### 指示内容 A
読解本文の「そもそも,代表権の公証の方法」から「無過失まで要求する趣旨か,条文上明らかでなく問題となる。」までをすべて書き写し、「取引の安全」を「取引安全」に差し替えよ。

### 読解本文
そもそも,代表権の公証の方法がなく,登記官にも審査権限が無いのに団体名義の登記を認めると,団体名を利用した虚無人名義の登記が発生するおそれがある。
よって団体名による登記は許されない。

法律行為

動機の違法な法律行為の効力
違法な目的は動機の部分にあるにすぎないので,民法90条を直接適用することはできないが,当該行為によって違法な結果が生ずることを考えると,行為全体が反社会性を帯びるものといえる。
他方,違法な動機は相手方には認識不可能な場合もあり,常に無効とすると取引の安全を害する。
そこで,動機の違法性の程度と相手方の関与ないし認識の程度を総合考慮して当該行為の有効性を判断すべきである。
94条2項の第三者
94条2項は,権利者が自らの意思で虚偽の外観を作出した場合,その意思表示の外径を信じて取引関係に入った第三者を保護することで取引の安全を図った規定である。
したがって,同項の「第三者」とは虚偽表示の当事者及びその包括承継人以外の者であって,虚偽表示の外形にもとづいて新たに独立の法律上の利害関係を有するに至った者をいう。
94条2項の「善意」
無過失まで要求する趣旨か,条文上明らかでなく問題となる。

### 課題用資料
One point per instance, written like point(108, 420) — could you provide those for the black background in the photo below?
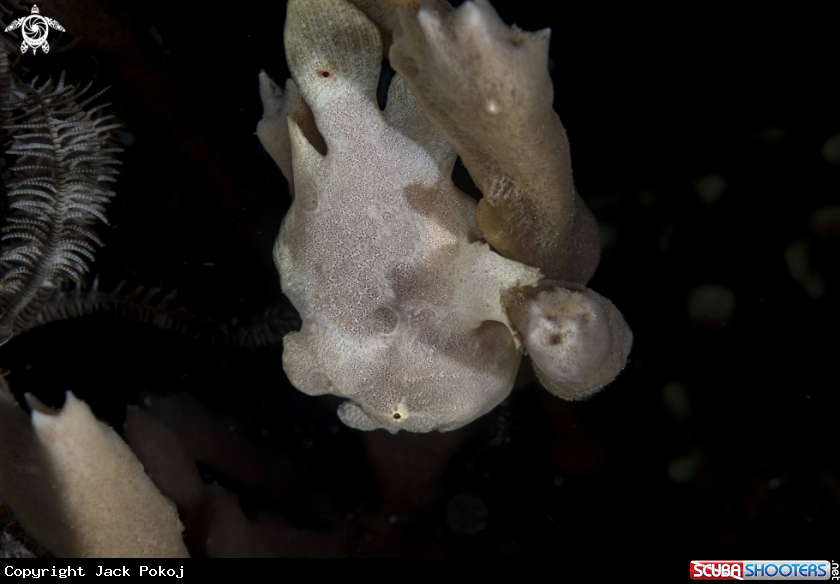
point(652, 102)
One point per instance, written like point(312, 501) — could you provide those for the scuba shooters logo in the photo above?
point(763, 570)
point(34, 29)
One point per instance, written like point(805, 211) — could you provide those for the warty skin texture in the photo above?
point(405, 307)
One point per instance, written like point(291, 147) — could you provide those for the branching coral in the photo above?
point(406, 309)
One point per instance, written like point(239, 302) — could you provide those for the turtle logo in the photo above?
point(34, 28)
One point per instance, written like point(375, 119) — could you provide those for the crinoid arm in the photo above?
point(57, 189)
point(54, 24)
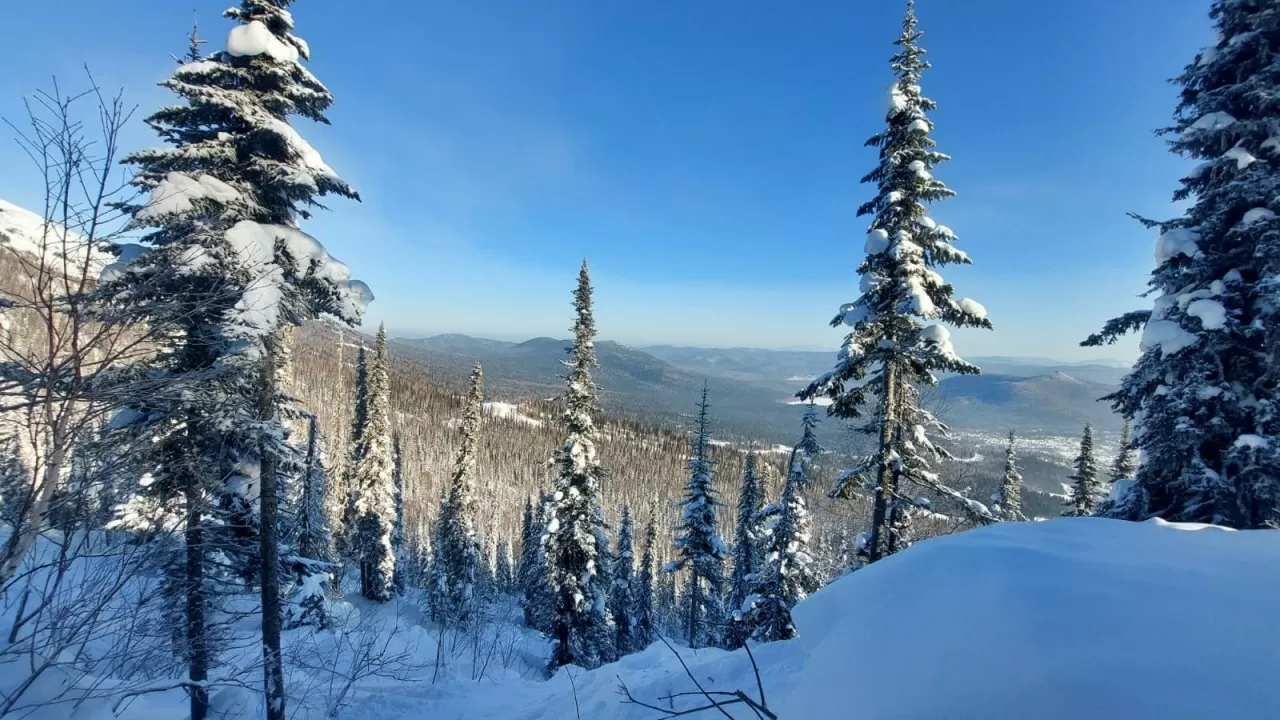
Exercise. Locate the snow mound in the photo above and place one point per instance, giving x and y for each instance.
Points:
(1074, 618)
(510, 411)
(1069, 618)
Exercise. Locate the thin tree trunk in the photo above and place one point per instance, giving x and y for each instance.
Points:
(197, 647)
(693, 609)
(273, 665)
(885, 478)
(31, 520)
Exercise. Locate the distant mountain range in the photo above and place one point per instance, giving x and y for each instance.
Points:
(750, 387)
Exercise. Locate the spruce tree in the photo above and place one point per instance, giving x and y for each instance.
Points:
(890, 350)
(361, 400)
(228, 268)
(644, 624)
(575, 541)
(1086, 488)
(622, 595)
(746, 554)
(504, 575)
(1205, 393)
(359, 419)
(698, 543)
(1123, 468)
(1009, 499)
(1124, 465)
(787, 573)
(458, 559)
(373, 505)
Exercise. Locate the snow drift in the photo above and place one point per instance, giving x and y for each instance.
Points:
(1064, 619)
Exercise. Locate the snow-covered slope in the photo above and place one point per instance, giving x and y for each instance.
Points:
(1068, 619)
(1065, 619)
(23, 231)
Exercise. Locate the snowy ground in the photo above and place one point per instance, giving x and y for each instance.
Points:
(1065, 619)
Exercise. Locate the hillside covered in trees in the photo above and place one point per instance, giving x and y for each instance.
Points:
(222, 499)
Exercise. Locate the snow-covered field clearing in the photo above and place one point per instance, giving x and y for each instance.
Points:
(1065, 619)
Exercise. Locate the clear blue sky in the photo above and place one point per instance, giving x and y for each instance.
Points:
(704, 155)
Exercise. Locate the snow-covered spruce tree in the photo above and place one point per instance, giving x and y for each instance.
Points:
(787, 573)
(488, 582)
(359, 419)
(622, 593)
(1123, 465)
(1086, 488)
(227, 264)
(1205, 395)
(504, 574)
(398, 548)
(457, 563)
(890, 350)
(746, 554)
(315, 555)
(1123, 468)
(1009, 497)
(529, 568)
(698, 543)
(644, 624)
(575, 541)
(373, 493)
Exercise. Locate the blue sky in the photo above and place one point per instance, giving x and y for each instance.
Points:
(704, 155)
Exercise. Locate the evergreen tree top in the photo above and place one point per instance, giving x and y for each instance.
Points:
(901, 291)
(580, 393)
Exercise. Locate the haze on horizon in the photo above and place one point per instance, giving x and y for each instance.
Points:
(709, 178)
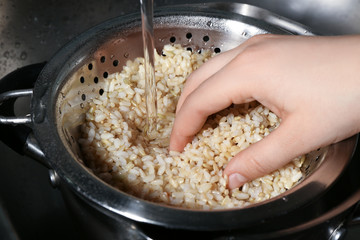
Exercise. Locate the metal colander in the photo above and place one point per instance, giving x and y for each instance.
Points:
(195, 33)
(76, 74)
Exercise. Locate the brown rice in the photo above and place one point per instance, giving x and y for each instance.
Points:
(117, 150)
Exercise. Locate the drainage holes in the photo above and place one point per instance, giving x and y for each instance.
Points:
(217, 50)
(206, 38)
(115, 63)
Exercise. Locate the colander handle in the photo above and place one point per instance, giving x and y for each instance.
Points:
(16, 132)
(14, 95)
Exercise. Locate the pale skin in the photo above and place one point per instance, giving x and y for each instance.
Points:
(311, 83)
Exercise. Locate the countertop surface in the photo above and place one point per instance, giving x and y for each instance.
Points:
(31, 31)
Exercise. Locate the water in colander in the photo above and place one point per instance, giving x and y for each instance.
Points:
(150, 83)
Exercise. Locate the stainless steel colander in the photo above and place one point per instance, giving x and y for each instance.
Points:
(76, 74)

### 指示内容 B
エントリのうち、文字列「those」を含む行をすべて列挙せよ。

### 解答例 A
そもそも,代表権の公証の方法がなく,登記官にも審査権限が無いのに団体名義の登記を認めると,団体名を利用した虚無人名義の登記が発生するおそれがある。
よって団体名による登記は許されない。

法律行為

動機の違法な法律行為の効力
違法な目的は動機の部分にあるにすぎないので,民法90条を直接適用することはできないが,当該行為によって違法な結果が生ずることを考えると,行為全体が反社会性を帯びるものといえる。
他方,違法な動機は相手方には認識不可能な場合もあり,常に無効とすると取引安全を害する。
そこで,動機の違法性の程度と相手方の関与ないし認識の程度を総合考慮して当該行為の有効性を判断すべきである。
94条2項の第三者
94条2項は,権利者が自らの意思で虚偽の外観を作出した場合,その意思表示の外径を信じて取引関係に入った第三者を保護することで取引安全を図った規定である。
したがって,同項の「第三者」とは虚偽表示の当事者及びその包括承継人以外の者であって,虚偽表示の外形にもとづいて新たに独立の法律上の利害関係を有するに至った者をいう。
94条2項の「善意」
無過失まで要求する趣旨か,条文上明らかでなく問題となる。

### 解答例 B
One point per instance, written like point(108, 420) — could you provide those for the black background in the photo below?
One point per instance, written like point(312, 501) — could you provide those for the scuba shooters logo in the photo above?
One point per instance, written like point(805, 211) — could you provide those for the warty skin texture in the photo above?
One point per instance, written like point(291, 147) — could you provide those for the branching coral in the photo above?
One point per instance, written like point(239, 302) — could you provide those for the turtle logo in the photo above?
One point per instance, written like point(375, 119) — could you provide those for the crinoid arm in the photo above?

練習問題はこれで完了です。